#### TASK INPUTS

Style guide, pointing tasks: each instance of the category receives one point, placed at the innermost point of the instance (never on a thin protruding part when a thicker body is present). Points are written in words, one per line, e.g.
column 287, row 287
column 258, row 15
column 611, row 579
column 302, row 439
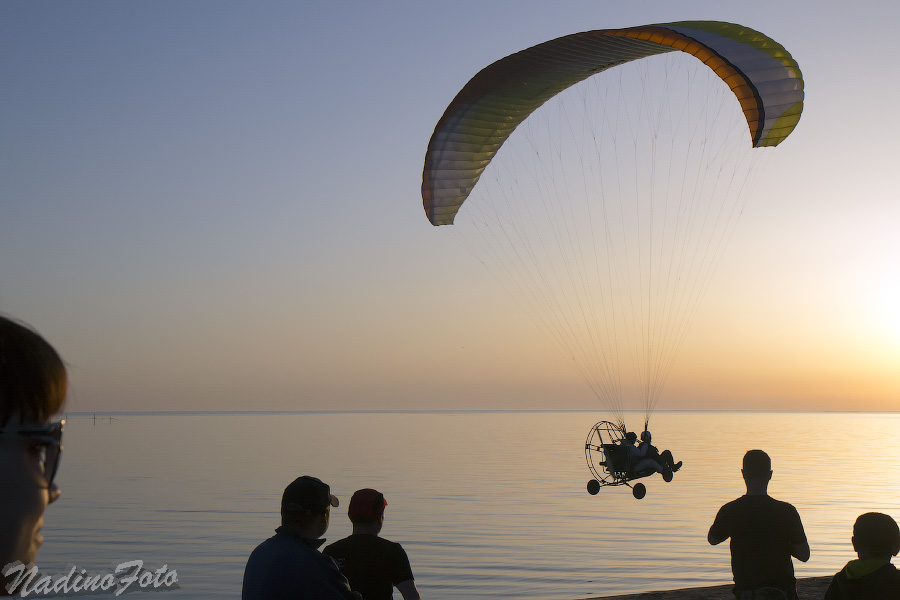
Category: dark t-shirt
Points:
column 881, row 584
column 762, row 531
column 373, row 565
column 289, row 566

########

▶ _EXERCISE DETAILS_: Rewrite all of the lines above, changing "Style guide" to "Annotation guide" and keeping everything else the same. Leave out the pictures.

▶ _TASK RESPONSE_:
Annotation guide, pointing tasks: each instance of the category receives one point, placed at the innermost point of the instance (never on a thin protruding part when a thicker body is present). Points are written in words, one per line, e.g.
column 287, row 287
column 258, row 15
column 611, row 579
column 302, row 439
Category: dark t-shirt
Points:
column 881, row 584
column 762, row 531
column 373, row 565
column 289, row 566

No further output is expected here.